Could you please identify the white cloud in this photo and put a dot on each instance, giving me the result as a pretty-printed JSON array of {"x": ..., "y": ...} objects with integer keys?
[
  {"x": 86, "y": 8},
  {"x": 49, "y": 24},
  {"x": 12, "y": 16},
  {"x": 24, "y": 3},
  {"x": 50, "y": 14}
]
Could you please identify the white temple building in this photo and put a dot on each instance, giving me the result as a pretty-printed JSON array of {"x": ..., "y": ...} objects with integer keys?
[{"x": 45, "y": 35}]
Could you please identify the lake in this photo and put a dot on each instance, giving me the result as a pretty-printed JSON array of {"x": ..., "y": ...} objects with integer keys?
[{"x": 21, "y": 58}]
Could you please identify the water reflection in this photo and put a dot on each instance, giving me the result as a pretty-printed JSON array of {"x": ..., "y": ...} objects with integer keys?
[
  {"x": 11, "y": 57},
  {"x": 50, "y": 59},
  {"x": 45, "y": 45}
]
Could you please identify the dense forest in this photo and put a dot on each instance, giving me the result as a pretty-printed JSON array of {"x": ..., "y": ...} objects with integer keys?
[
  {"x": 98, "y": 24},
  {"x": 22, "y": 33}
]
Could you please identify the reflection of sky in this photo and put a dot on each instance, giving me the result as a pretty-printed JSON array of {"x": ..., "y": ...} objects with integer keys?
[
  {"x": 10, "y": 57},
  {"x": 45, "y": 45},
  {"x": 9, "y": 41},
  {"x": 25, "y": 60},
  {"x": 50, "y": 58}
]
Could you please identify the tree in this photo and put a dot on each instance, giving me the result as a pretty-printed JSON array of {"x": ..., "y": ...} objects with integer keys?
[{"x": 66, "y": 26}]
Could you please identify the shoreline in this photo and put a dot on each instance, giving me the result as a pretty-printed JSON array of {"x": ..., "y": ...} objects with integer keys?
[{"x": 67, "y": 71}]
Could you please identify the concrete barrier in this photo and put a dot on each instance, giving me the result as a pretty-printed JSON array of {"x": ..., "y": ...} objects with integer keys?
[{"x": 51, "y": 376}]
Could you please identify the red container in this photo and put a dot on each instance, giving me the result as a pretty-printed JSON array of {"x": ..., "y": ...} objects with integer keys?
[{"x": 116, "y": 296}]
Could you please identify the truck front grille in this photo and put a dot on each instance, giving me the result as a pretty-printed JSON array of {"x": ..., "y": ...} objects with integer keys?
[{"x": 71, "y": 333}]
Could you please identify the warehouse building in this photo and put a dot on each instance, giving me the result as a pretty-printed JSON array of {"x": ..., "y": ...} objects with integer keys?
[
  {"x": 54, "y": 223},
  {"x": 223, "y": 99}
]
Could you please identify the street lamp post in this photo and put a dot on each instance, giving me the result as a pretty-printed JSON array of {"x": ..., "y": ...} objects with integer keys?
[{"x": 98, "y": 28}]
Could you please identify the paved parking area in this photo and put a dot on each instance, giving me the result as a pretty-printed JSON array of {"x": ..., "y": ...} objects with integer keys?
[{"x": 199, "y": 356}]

---

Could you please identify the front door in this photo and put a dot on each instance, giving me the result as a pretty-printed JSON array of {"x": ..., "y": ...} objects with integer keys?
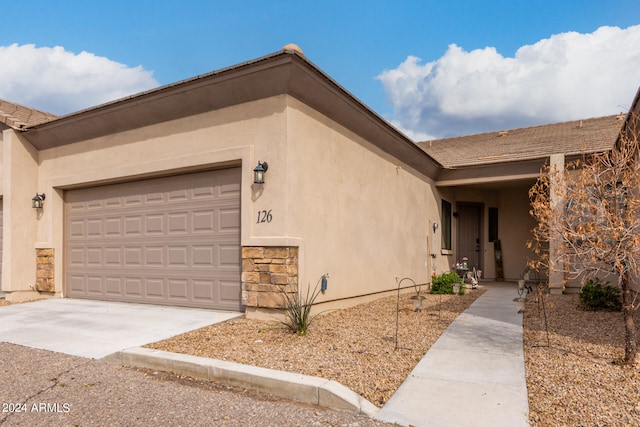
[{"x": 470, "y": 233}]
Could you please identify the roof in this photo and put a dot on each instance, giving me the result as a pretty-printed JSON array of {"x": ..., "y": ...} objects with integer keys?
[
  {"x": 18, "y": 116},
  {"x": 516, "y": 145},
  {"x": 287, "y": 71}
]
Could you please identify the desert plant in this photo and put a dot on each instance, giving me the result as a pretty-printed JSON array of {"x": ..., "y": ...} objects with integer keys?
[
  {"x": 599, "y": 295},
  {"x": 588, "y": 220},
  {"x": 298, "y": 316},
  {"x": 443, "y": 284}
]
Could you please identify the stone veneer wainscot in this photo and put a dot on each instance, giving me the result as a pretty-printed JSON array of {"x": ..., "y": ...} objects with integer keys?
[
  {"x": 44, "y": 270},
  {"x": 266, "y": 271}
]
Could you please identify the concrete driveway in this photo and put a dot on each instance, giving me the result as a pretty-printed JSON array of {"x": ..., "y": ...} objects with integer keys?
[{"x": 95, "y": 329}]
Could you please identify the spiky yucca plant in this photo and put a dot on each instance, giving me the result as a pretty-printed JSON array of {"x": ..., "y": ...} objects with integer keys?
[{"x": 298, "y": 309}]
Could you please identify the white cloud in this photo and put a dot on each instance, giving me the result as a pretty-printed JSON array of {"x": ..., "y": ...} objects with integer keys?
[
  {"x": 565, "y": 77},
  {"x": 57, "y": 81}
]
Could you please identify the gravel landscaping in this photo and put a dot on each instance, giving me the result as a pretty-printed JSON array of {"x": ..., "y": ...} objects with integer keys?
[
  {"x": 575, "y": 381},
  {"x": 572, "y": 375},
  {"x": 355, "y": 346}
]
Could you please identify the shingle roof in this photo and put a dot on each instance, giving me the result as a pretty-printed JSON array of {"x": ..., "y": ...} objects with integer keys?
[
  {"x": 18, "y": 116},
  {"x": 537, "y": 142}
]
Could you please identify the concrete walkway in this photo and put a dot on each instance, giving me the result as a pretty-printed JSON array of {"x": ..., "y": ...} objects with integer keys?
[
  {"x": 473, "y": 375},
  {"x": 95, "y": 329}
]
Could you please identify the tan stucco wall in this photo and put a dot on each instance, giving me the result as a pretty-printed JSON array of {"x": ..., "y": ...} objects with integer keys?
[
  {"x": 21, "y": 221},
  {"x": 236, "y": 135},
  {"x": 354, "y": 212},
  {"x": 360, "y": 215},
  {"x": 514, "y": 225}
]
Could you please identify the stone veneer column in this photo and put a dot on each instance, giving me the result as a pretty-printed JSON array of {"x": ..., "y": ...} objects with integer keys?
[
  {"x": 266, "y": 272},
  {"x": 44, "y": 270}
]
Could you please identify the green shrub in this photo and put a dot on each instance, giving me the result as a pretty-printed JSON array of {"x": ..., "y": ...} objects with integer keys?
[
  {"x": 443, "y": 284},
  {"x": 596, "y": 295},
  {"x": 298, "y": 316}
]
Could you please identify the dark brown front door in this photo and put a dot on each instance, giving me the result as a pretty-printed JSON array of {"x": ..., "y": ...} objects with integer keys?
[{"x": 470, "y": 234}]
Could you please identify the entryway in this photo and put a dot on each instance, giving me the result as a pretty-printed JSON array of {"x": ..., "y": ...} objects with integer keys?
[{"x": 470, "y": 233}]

The request —
How many lines in the entries above contain the string "plant", matching case exactly? Reply with the number alone.

Result —
2